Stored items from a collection
»»

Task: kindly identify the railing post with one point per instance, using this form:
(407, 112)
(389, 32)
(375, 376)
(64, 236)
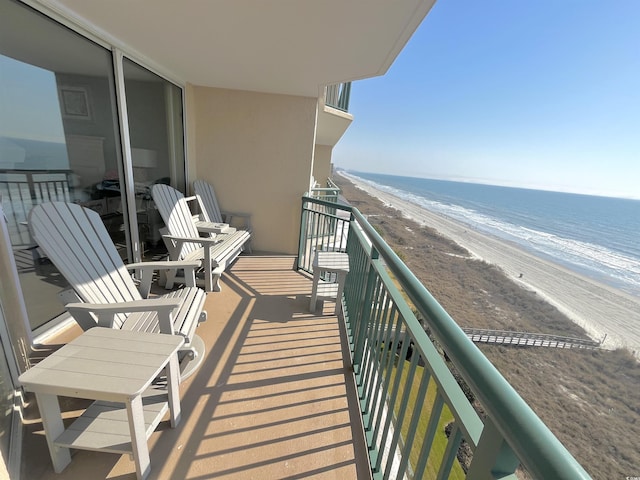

««

When you transcribe the entries above, keep every word exact and leave out the pictures.

Task: kindly identify the railing post with one point per instance, using this form:
(407, 112)
(389, 32)
(375, 376)
(64, 236)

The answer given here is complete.